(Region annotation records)
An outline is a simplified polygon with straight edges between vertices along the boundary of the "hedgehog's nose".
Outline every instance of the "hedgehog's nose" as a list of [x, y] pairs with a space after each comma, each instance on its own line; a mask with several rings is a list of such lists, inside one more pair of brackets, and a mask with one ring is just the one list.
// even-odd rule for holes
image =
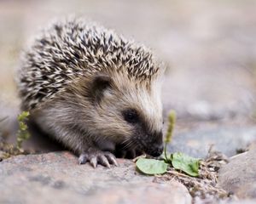
[[152, 156], [160, 156], [164, 150], [164, 146], [161, 144], [160, 146], [158, 146], [156, 148], [154, 148], [153, 150], [150, 152], [150, 155]]

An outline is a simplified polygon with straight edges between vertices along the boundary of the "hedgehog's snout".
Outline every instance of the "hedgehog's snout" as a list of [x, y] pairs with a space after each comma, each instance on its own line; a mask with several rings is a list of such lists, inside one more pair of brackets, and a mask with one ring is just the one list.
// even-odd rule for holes
[[164, 150], [163, 133], [158, 133], [151, 135], [152, 140], [149, 142], [146, 153], [152, 156], [159, 156]]

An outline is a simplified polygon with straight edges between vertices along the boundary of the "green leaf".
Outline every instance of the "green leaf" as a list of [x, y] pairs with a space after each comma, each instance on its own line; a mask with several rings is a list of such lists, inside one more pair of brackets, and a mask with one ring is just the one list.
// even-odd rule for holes
[[168, 167], [164, 161], [145, 158], [139, 158], [136, 165], [142, 173], [148, 175], [162, 174], [167, 171]]
[[182, 170], [190, 176], [198, 176], [199, 159], [191, 157], [181, 152], [176, 152], [171, 156], [172, 167]]

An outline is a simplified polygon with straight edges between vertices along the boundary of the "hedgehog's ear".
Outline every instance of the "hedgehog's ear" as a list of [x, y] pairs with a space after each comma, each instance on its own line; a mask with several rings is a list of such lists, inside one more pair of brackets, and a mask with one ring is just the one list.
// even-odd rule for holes
[[96, 75], [91, 82], [91, 98], [95, 102], [100, 102], [103, 97], [104, 91], [110, 88], [112, 78], [108, 75]]

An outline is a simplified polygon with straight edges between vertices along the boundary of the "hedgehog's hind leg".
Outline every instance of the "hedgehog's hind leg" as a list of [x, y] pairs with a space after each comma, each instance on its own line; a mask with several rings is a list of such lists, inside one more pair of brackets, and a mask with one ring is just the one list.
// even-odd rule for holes
[[84, 153], [82, 153], [79, 158], [79, 164], [84, 164], [87, 162], [96, 167], [97, 164], [110, 167], [110, 164], [118, 166], [115, 156], [108, 151], [102, 151], [95, 148], [90, 148]]

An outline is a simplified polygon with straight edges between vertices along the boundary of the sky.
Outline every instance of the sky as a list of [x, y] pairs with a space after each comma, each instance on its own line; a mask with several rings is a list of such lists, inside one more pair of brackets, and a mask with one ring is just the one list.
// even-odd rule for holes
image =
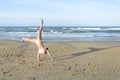
[[120, 26], [120, 0], [0, 0], [0, 26]]

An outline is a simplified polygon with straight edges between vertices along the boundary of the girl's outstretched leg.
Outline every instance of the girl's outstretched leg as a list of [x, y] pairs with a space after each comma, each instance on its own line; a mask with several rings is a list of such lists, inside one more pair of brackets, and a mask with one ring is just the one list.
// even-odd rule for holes
[[47, 54], [50, 57], [51, 61], [53, 61], [53, 57], [51, 56], [51, 54], [49, 53], [49, 51], [47, 50]]

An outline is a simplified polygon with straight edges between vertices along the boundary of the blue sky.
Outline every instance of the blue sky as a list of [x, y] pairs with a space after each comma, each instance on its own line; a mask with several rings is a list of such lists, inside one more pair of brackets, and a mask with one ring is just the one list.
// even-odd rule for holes
[[120, 0], [0, 0], [0, 25], [119, 26]]

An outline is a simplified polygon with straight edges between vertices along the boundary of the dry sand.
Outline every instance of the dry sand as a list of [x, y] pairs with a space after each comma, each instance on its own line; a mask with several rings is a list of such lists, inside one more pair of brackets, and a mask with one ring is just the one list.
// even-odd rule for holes
[[47, 42], [55, 60], [27, 42], [0, 41], [0, 80], [120, 80], [120, 42]]

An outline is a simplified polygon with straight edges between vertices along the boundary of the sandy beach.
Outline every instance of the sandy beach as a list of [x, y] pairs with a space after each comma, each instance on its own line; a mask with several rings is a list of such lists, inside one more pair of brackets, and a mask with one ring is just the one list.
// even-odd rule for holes
[[120, 80], [120, 42], [46, 42], [54, 61], [37, 47], [0, 41], [0, 80]]

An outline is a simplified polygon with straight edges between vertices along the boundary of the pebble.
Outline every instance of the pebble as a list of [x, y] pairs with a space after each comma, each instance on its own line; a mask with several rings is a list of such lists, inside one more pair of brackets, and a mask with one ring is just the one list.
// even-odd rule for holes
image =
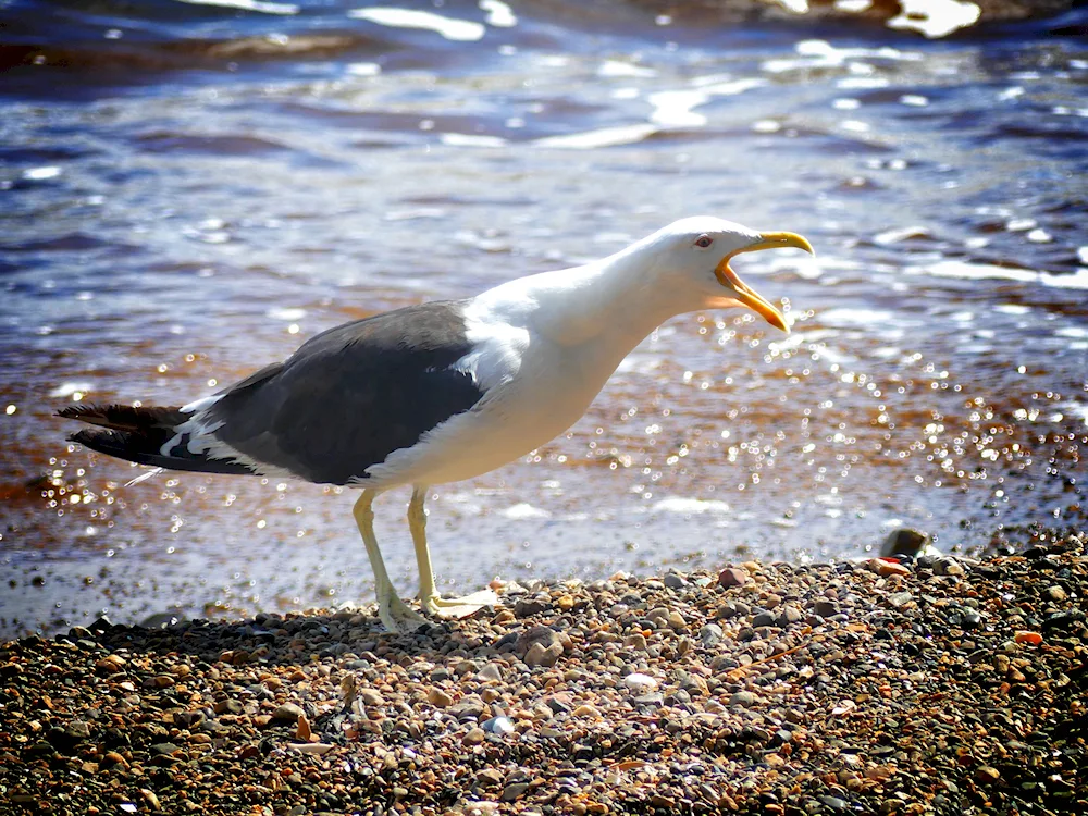
[[728, 567], [718, 573], [718, 585], [720, 586], [743, 586], [751, 580], [752, 577], [747, 570], [738, 567]]
[[491, 719], [485, 719], [480, 724], [482, 728], [487, 733], [498, 733], [507, 734], [514, 733], [514, 722], [508, 717], [492, 717]]
[[1042, 635], [1038, 632], [1016, 632], [1016, 634], [1013, 635], [1013, 640], [1015, 640], [1016, 643], [1028, 643], [1033, 646], [1038, 646], [1042, 643]]
[[683, 576], [678, 576], [676, 572], [666, 573], [665, 578], [662, 580], [670, 590], [682, 590], [688, 585], [688, 579]]
[[634, 672], [623, 678], [623, 685], [638, 694], [645, 694], [657, 688], [657, 681], [650, 675]]
[[527, 581], [528, 620], [410, 635], [311, 610], [11, 641], [0, 789], [100, 815], [1086, 812], [1085, 537]]
[[756, 695], [751, 691], [739, 691], [729, 697], [730, 706], [740, 706], [741, 708], [747, 708], [755, 705]]
[[297, 722], [306, 713], [295, 703], [284, 703], [272, 712], [272, 719], [281, 722]]
[[470, 728], [461, 739], [466, 745], [479, 745], [487, 739], [487, 732], [482, 728]]
[[426, 702], [435, 708], [446, 708], [454, 704], [454, 698], [442, 689], [431, 689], [426, 693]]

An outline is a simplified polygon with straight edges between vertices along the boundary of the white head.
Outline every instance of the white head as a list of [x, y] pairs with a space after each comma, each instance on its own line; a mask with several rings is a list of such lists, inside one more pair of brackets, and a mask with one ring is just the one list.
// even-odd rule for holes
[[653, 275], [655, 287], [668, 286], [690, 309], [746, 306], [771, 325], [789, 332], [782, 313], [743, 283], [729, 267], [741, 252], [812, 245], [794, 233], [759, 233], [731, 221], [698, 215], [681, 219], [619, 254]]

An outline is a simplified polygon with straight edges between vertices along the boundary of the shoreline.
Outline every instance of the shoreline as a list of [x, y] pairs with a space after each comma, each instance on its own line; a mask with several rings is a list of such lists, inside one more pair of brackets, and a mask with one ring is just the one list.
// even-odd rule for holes
[[1088, 536], [0, 644], [13, 811], [1088, 809]]

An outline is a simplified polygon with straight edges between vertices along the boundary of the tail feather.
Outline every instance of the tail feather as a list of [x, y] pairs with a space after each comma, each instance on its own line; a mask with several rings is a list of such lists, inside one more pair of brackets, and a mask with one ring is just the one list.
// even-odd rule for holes
[[77, 419], [100, 428], [114, 431], [141, 432], [151, 429], [173, 432], [188, 417], [181, 408], [150, 407], [136, 408], [131, 405], [73, 405], [57, 411], [58, 417]]
[[254, 475], [254, 470], [240, 462], [190, 452], [186, 445], [187, 434], [163, 453], [163, 447], [177, 435], [177, 425], [189, 419], [177, 408], [73, 406], [62, 409], [58, 416], [98, 425], [77, 431], [69, 440], [100, 454], [169, 470]]

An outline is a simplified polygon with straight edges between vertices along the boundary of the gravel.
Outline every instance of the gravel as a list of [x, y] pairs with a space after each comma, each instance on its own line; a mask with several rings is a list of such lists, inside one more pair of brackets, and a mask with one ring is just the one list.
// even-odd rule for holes
[[1084, 813], [1086, 540], [9, 641], [0, 811]]

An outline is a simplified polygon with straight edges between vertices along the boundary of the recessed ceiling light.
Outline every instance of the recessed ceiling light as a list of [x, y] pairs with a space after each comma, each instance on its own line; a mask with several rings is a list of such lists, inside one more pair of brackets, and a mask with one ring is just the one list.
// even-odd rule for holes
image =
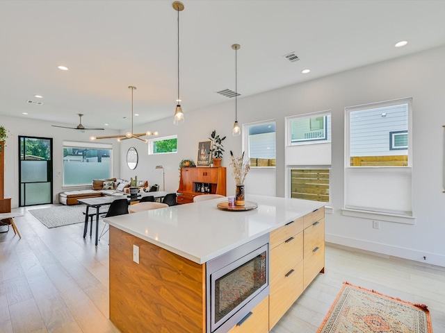
[[407, 44], [408, 44], [408, 42], [406, 40], [403, 40], [401, 42], [399, 42], [398, 43], [396, 43], [394, 46], [396, 46], [396, 47], [402, 47], [402, 46], [404, 46], [405, 45], [406, 45]]

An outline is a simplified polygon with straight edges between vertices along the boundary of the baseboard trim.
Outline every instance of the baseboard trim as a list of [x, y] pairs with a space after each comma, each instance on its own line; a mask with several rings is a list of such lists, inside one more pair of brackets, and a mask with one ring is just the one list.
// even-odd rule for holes
[[[396, 257], [414, 262], [445, 267], [445, 256], [430, 252], [419, 251], [412, 248], [401, 248], [382, 244], [363, 239], [345, 237], [338, 234], [326, 234], [327, 243], [340, 245], [357, 250], [364, 250], [376, 255]], [[426, 257], [424, 259], [423, 257]]]

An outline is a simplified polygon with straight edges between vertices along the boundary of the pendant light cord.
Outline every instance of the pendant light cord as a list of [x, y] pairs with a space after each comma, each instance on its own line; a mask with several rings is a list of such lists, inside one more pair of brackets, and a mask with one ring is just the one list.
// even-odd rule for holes
[[236, 68], [236, 64], [238, 63], [238, 59], [236, 58], [236, 53], [238, 52], [238, 47], [235, 48], [235, 121], [238, 121], [238, 105], [236, 96], [238, 96], [238, 70]]
[[179, 104], [179, 7], [177, 8], [178, 12], [178, 100], [177, 104]]
[[134, 87], [131, 87], [131, 135], [133, 135], [133, 90]]

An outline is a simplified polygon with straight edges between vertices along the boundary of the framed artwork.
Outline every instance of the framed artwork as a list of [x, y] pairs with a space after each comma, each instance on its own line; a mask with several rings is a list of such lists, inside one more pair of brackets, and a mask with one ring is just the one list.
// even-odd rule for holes
[[197, 147], [197, 166], [210, 166], [211, 163], [211, 141], [200, 142]]

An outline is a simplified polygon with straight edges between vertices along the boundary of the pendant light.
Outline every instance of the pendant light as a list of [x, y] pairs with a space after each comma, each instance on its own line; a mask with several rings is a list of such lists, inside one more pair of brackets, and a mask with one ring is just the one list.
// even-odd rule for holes
[[178, 12], [178, 99], [176, 100], [177, 104], [175, 111], [175, 119], [173, 123], [176, 126], [184, 123], [184, 112], [181, 108], [181, 100], [179, 99], [179, 12], [184, 10], [184, 4], [179, 1], [173, 3], [173, 8]]
[[103, 137], [91, 136], [90, 137], [90, 139], [91, 141], [95, 141], [98, 139], [111, 139], [111, 138], [115, 137], [118, 139], [118, 142], [120, 142], [122, 140], [127, 140], [127, 139], [134, 138], [134, 139], [138, 139], [138, 140], [140, 140], [140, 141], [143, 141], [144, 142], [147, 143], [148, 142], [148, 140], [147, 139], [141, 139], [140, 137], [143, 137], [144, 135], [147, 135], [147, 136], [157, 135], [159, 134], [158, 132], [151, 132], [149, 130], [147, 130], [145, 133], [135, 133], [133, 131], [133, 92], [136, 90], [136, 87], [134, 87], [134, 85], [130, 85], [129, 86], [128, 88], [131, 89], [131, 131], [127, 132], [125, 134], [120, 134], [118, 135], [104, 135]]
[[234, 123], [234, 128], [232, 132], [232, 134], [234, 135], [234, 137], [237, 137], [240, 134], [241, 134], [241, 128], [239, 127], [239, 124], [238, 123], [238, 105], [236, 103], [236, 96], [238, 96], [238, 71], [236, 68], [236, 51], [239, 50], [241, 47], [241, 46], [239, 44], [234, 44], [232, 46], [232, 48], [235, 50], [235, 122]]

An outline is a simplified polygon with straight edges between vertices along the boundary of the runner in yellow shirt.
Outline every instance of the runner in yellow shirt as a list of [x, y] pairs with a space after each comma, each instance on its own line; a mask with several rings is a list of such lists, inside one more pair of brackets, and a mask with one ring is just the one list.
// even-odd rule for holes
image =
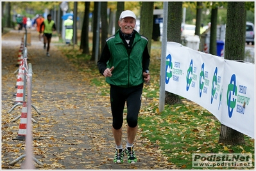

What you need to do
Extract every line of the records that contains the string "head", treating uppercase and lowercase as different.

Task solution
An outline is a simplified polygon with straight edges between vertices along the boundary of the white head.
Outline every instance of the white head as a list of [x, y] pairs with a space after each comma, each instance on its own line; a mask with several rings is a list of such lists, inside one more pair of brackets, and a mask with one ring is just the one list.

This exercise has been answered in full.